Material supplied
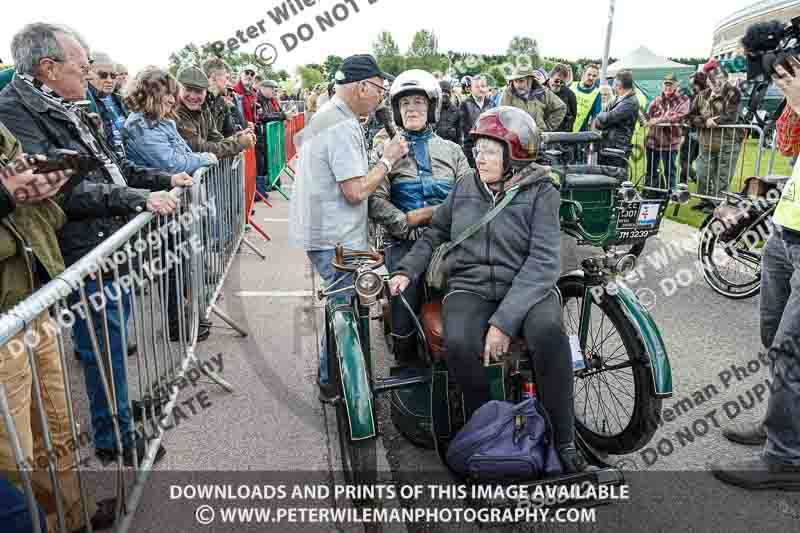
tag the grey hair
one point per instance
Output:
(39, 40)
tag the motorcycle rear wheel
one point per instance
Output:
(614, 343)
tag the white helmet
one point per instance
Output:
(416, 82)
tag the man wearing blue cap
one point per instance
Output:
(329, 205)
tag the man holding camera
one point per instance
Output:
(197, 125)
(220, 100)
(778, 467)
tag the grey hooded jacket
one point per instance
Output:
(515, 259)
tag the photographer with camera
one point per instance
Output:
(778, 467)
(39, 108)
(717, 106)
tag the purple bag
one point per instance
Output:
(504, 441)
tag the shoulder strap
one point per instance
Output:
(471, 230)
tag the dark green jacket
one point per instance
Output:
(201, 134)
(27, 237)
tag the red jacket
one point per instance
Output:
(248, 101)
(672, 110)
(789, 132)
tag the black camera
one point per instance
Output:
(768, 44)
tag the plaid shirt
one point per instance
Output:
(788, 128)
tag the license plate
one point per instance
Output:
(639, 220)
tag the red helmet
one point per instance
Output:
(511, 126)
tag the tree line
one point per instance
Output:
(423, 53)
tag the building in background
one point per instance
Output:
(729, 32)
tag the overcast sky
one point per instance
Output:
(141, 32)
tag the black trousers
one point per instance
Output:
(466, 320)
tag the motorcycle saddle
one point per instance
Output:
(433, 327)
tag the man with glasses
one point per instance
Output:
(245, 89)
(39, 107)
(195, 122)
(122, 78)
(329, 204)
(471, 109)
(109, 104)
(717, 106)
(619, 121)
(558, 84)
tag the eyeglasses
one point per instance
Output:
(85, 68)
(379, 87)
(414, 104)
(487, 153)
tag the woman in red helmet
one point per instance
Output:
(502, 279)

Task requirements
Using the entries above, return each line in which the word "motorcycle" occurs.

Exercise response
tag the motorcycle rear wheel
tag the motorcycle saddle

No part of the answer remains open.